**PROVIDED MATERIAL**

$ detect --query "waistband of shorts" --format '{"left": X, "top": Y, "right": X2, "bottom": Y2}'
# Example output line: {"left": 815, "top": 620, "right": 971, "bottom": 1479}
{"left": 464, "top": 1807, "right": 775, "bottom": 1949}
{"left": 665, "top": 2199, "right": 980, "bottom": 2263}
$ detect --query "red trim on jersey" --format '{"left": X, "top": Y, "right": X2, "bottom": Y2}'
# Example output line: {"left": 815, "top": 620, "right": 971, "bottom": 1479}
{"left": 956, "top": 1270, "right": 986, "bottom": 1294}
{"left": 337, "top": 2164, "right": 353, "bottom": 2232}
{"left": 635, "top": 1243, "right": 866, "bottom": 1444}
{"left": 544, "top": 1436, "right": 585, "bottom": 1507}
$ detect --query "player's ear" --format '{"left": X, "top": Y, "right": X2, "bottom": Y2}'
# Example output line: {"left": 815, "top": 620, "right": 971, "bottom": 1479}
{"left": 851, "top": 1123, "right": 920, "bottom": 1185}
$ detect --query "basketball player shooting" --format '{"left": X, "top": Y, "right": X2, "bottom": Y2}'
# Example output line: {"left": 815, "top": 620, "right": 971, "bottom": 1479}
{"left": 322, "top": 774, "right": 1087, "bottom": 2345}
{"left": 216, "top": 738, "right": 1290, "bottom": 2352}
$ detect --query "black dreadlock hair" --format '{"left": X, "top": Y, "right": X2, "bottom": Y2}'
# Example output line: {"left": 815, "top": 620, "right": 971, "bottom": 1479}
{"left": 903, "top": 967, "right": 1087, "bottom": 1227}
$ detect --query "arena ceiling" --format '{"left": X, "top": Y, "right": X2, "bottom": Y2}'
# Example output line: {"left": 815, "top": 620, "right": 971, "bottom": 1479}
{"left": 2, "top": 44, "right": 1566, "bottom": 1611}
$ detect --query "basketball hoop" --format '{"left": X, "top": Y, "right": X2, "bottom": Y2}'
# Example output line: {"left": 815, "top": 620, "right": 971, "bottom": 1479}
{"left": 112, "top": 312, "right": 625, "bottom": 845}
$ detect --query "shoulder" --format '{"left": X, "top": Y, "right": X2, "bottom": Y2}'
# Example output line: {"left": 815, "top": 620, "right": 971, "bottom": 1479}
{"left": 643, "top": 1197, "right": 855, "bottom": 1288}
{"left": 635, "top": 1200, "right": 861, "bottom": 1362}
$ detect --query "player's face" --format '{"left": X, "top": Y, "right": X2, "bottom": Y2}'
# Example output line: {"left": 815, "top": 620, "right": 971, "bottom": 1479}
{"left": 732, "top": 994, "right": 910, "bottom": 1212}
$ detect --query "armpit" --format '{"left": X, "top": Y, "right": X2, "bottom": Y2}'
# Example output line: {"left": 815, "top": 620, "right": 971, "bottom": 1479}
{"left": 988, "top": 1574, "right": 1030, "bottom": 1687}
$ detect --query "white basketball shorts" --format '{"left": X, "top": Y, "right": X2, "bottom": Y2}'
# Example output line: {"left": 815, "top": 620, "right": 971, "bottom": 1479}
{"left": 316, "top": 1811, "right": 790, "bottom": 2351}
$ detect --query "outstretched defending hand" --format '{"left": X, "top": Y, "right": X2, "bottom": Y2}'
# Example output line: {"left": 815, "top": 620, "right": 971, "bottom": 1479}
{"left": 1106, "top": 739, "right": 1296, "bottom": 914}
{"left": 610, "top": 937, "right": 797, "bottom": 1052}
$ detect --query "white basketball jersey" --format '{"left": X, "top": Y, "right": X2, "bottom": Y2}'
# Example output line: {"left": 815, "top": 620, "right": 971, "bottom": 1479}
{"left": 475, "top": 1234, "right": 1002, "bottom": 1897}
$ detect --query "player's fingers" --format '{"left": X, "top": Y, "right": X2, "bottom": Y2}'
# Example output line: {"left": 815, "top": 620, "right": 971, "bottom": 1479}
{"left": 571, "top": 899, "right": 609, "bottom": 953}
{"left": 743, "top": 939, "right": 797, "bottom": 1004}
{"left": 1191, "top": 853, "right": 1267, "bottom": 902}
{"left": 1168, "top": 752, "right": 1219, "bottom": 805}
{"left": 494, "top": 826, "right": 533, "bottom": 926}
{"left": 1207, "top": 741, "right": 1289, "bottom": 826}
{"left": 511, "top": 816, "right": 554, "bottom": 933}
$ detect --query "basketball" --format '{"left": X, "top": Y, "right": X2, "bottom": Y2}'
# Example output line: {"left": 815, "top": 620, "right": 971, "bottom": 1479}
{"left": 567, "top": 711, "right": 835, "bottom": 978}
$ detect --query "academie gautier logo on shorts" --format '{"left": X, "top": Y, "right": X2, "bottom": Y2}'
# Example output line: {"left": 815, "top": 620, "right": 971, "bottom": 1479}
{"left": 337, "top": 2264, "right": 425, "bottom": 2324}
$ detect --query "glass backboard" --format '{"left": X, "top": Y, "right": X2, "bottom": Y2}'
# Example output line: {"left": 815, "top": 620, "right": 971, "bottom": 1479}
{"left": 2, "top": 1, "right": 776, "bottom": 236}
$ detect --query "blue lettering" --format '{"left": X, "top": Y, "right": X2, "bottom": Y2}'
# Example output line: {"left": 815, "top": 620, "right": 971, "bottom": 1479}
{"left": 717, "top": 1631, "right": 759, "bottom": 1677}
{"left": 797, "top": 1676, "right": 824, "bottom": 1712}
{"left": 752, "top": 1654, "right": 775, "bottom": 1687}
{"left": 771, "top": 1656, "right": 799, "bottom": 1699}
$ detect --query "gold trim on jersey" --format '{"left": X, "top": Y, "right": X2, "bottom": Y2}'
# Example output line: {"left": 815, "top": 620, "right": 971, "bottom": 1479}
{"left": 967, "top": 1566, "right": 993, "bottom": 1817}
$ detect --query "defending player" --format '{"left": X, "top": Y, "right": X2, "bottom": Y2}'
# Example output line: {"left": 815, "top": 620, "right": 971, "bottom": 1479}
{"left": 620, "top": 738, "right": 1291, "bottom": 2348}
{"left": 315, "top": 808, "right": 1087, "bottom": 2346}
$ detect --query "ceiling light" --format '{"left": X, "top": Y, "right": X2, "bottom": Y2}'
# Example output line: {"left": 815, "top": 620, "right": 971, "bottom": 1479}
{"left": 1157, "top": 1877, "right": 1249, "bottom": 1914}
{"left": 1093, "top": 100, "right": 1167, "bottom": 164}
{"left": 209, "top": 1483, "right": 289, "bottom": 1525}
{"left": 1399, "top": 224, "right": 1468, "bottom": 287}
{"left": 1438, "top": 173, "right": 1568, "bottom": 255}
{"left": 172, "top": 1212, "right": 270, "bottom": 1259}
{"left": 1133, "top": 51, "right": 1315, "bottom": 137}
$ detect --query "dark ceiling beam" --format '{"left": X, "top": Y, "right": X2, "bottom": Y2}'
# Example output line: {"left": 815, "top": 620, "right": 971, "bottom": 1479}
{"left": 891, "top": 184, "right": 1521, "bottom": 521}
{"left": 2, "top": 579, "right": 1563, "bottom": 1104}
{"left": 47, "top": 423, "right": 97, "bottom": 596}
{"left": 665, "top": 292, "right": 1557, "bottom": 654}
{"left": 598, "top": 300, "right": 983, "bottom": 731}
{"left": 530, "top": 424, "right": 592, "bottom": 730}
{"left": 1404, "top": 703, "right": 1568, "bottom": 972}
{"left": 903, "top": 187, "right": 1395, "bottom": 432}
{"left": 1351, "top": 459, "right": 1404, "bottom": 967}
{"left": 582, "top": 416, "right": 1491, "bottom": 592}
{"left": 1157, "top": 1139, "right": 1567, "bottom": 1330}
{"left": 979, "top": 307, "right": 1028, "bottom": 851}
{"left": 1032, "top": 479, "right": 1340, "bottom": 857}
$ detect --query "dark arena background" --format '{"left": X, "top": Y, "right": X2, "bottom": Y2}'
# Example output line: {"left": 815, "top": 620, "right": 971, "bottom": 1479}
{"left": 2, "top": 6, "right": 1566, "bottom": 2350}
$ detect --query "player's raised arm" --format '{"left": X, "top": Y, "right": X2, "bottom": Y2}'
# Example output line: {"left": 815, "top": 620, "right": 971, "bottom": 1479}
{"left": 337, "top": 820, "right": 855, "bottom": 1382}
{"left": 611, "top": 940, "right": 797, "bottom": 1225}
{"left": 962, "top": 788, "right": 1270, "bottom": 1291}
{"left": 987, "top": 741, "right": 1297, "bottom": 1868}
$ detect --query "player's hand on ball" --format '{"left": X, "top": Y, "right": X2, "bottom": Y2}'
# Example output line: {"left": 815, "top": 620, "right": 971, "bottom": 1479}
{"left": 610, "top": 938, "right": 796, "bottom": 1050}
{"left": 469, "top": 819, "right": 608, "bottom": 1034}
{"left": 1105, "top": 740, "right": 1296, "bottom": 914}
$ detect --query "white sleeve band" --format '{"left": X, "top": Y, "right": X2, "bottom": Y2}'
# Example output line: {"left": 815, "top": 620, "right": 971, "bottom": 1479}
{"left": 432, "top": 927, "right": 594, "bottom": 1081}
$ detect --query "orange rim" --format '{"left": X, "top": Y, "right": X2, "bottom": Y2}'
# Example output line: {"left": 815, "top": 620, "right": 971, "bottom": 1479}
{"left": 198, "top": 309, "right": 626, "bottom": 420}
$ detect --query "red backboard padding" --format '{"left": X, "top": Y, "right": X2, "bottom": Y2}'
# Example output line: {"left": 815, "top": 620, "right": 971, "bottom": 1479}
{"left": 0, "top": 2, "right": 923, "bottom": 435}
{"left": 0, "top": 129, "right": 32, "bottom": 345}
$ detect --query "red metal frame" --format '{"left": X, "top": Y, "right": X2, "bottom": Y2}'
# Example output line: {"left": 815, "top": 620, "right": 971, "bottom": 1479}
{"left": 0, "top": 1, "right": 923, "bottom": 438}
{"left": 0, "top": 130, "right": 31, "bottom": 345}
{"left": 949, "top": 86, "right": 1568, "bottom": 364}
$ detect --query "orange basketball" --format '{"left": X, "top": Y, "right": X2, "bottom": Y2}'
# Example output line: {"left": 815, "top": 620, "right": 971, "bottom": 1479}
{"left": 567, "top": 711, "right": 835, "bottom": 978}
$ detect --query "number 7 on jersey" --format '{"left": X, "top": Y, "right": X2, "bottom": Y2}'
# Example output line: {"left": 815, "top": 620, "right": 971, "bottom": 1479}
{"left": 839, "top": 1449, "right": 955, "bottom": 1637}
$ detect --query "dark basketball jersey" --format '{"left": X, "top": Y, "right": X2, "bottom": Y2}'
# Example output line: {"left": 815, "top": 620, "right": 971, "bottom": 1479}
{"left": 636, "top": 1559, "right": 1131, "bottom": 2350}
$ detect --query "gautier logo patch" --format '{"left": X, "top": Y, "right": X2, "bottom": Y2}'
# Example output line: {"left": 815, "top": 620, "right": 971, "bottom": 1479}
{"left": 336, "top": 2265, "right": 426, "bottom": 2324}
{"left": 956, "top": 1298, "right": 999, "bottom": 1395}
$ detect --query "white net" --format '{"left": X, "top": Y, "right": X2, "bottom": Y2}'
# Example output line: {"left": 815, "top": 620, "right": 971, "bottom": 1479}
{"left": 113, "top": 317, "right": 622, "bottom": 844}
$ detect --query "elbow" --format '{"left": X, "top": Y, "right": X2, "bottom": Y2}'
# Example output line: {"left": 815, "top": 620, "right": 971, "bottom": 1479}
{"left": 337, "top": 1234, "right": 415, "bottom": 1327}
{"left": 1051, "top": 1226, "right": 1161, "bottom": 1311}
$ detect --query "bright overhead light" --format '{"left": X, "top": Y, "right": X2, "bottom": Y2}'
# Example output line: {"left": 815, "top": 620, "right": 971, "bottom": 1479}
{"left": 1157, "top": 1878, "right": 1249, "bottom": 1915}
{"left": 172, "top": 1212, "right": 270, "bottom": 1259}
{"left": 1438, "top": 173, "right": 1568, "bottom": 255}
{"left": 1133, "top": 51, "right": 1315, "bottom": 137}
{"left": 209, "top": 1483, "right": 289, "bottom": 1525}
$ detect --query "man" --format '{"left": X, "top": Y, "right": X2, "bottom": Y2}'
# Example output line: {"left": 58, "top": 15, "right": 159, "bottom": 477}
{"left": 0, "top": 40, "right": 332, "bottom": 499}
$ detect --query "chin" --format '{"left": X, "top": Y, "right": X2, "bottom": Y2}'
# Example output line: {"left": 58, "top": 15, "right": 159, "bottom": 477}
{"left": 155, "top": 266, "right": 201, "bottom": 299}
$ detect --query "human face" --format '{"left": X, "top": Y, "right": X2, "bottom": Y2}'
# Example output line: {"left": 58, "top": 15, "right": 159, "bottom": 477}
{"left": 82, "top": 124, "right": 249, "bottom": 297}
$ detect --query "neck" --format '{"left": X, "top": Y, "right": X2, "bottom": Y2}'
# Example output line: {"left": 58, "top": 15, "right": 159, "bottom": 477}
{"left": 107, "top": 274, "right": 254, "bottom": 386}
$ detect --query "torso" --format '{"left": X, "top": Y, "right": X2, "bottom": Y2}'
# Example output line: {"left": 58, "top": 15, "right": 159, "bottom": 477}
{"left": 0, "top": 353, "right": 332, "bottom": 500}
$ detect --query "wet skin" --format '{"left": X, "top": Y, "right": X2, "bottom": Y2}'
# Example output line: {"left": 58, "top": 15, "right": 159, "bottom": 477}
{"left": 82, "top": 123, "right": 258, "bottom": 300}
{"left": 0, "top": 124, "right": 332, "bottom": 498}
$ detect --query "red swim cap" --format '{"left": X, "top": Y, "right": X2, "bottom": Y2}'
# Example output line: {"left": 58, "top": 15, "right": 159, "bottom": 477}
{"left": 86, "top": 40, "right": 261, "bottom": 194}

**REQUIRED ACTION**
For each line above that has the word "dark", add one to a tally, and report the final tally alone.

**REPLY**
3